TASK OBJECTIVE:
Each record is to be transcribed exactly.

----

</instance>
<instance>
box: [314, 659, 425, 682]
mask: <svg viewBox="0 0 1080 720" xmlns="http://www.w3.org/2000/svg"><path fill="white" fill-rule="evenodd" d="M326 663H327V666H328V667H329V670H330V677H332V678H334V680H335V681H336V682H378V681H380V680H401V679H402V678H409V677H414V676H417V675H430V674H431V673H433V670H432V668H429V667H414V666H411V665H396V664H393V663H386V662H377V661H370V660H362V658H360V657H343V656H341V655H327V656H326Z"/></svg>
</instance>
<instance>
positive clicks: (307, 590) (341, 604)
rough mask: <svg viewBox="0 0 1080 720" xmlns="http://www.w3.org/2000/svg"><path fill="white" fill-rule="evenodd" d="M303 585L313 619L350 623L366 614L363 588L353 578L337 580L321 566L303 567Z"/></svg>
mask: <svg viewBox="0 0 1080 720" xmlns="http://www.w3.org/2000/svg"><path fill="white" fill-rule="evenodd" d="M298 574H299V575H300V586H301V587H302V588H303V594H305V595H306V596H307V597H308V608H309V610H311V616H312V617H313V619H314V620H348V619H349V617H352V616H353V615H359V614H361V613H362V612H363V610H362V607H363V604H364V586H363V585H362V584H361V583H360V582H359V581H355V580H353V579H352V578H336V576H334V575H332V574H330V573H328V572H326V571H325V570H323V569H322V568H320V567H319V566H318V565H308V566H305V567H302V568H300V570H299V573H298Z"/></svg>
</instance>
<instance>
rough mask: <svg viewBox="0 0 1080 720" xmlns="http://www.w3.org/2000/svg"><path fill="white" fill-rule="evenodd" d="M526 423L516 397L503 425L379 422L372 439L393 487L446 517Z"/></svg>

----

WRITTEN SOLUTION:
</instance>
<instance>
box: [314, 659, 425, 682]
mask: <svg viewBox="0 0 1080 720" xmlns="http://www.w3.org/2000/svg"><path fill="white" fill-rule="evenodd" d="M326 663H327V666H328V667H329V670H330V677H332V678H334V680H335V681H336V682H378V681H380V680H401V679H402V678H409V677H414V676H417V675H430V674H431V673H433V670H432V668H429V667H414V666H411V665H396V664H393V663H386V662H377V661H370V660H362V658H360V657H343V656H341V655H327V656H326Z"/></svg>
</instance>
<instance>
positive clicks: (307, 590) (341, 604)
rough mask: <svg viewBox="0 0 1080 720" xmlns="http://www.w3.org/2000/svg"><path fill="white" fill-rule="evenodd" d="M303 585L313 619L350 623L366 614L363 588L353 578L337 580L321 566L303 567Z"/></svg>
mask: <svg viewBox="0 0 1080 720" xmlns="http://www.w3.org/2000/svg"><path fill="white" fill-rule="evenodd" d="M298 574H299V575H300V586H301V587H302V588H303V594H305V595H306V596H307V597H308V608H309V610H311V616H312V617H313V619H314V620H348V619H349V617H352V616H353V615H359V614H361V613H362V612H363V610H362V607H363V604H364V586H363V585H362V584H361V583H360V582H359V581H355V580H353V579H352V578H336V576H334V575H332V574H330V573H328V572H326V571H325V570H323V569H322V568H320V567H319V566H318V565H308V566H305V567H302V568H300V570H299V573H298Z"/></svg>
</instance>
<instance>
rough mask: <svg viewBox="0 0 1080 720" xmlns="http://www.w3.org/2000/svg"><path fill="white" fill-rule="evenodd" d="M526 423L516 397L503 425L379 422L372 439L393 487L446 517Z"/></svg>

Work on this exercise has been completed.